Copy the material below word for word, from its first line through the line containing "target: cumulus cloud", including both of those lines.

====== Recorded data

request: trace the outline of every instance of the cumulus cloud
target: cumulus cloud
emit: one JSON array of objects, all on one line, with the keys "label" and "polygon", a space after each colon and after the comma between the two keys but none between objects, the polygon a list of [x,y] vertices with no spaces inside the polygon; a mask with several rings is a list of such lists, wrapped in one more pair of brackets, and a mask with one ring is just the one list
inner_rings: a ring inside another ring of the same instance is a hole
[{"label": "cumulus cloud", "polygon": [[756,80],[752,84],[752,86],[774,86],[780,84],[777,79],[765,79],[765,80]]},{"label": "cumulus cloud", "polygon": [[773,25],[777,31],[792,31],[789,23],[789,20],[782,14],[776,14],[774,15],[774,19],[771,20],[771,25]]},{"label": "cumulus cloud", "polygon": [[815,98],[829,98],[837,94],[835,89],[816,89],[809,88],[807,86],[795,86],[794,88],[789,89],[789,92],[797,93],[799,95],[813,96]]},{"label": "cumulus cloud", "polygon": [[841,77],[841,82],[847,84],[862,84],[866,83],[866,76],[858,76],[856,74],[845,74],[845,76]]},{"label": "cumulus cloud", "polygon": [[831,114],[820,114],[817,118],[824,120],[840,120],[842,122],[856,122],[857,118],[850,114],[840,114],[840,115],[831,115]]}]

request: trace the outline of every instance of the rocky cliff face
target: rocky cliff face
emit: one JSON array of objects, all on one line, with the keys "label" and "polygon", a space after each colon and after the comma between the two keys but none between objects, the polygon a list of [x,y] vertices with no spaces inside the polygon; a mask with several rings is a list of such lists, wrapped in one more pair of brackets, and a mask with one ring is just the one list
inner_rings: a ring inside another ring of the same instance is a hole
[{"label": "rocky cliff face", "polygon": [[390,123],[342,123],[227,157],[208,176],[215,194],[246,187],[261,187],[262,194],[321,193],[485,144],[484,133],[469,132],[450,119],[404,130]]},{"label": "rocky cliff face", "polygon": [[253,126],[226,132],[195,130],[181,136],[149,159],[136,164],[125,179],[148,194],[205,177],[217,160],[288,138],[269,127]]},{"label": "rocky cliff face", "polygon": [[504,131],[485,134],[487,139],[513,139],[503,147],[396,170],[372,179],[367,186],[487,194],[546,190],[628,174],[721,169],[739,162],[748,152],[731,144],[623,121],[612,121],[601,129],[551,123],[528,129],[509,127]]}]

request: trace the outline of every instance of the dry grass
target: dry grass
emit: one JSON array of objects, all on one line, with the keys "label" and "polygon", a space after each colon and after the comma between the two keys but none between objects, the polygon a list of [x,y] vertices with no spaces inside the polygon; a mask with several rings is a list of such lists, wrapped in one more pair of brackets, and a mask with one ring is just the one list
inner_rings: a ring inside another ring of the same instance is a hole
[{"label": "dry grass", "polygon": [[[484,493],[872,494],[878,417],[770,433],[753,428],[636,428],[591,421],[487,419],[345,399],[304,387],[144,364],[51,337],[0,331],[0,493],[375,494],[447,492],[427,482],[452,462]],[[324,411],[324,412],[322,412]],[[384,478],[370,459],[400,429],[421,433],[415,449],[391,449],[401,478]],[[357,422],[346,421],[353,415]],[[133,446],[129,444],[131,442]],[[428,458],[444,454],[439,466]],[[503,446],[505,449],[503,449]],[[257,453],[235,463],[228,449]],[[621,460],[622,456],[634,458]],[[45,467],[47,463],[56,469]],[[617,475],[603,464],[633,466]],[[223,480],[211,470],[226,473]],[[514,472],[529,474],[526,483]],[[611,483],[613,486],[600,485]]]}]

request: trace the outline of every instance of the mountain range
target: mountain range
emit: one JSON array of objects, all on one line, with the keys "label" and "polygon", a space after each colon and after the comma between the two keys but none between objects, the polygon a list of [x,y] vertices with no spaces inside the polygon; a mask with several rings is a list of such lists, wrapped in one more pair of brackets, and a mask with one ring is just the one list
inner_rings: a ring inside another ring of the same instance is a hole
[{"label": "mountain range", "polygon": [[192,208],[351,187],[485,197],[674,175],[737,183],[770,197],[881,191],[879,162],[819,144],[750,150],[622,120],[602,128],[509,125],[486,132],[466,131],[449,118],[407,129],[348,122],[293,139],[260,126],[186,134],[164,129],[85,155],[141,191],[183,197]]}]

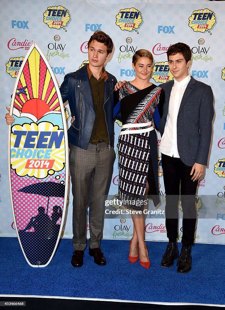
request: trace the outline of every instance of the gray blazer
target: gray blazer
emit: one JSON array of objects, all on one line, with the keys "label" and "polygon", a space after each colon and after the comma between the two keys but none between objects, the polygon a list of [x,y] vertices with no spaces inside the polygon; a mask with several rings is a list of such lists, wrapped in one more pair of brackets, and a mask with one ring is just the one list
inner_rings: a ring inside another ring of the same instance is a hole
[{"label": "gray blazer", "polygon": [[[167,122],[173,81],[161,85],[165,100],[159,128],[162,136]],[[180,104],[177,120],[177,148],[182,161],[188,166],[195,162],[207,165],[214,111],[210,86],[192,77]]]}]

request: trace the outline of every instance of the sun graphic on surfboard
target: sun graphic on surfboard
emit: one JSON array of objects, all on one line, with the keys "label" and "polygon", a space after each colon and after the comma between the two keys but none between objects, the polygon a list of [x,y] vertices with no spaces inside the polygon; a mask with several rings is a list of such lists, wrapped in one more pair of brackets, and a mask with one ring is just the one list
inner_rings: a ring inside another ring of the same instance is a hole
[{"label": "sun graphic on surfboard", "polygon": [[[39,71],[36,69],[37,60],[41,68]],[[13,113],[18,117],[26,116],[36,121],[46,113],[60,113],[61,110],[54,82],[43,58],[34,49],[18,83]]]}]

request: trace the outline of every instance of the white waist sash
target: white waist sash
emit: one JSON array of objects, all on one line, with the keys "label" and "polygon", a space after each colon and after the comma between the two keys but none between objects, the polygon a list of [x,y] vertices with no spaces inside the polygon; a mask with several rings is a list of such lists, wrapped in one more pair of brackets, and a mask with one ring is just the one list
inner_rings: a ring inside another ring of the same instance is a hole
[{"label": "white waist sash", "polygon": [[[122,129],[126,128],[134,128],[135,127],[146,127],[146,126],[150,126],[148,128],[144,128],[143,129],[133,129],[130,130],[126,129],[122,131]],[[126,135],[127,134],[140,134],[142,132],[147,132],[154,130],[154,127],[152,126],[152,122],[148,123],[141,123],[140,124],[125,124],[123,125],[121,128],[121,131],[119,135]]]}]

============

### Result of the exercise
request: trace the outline of every instance of the cumulus cloud
target: cumulus cloud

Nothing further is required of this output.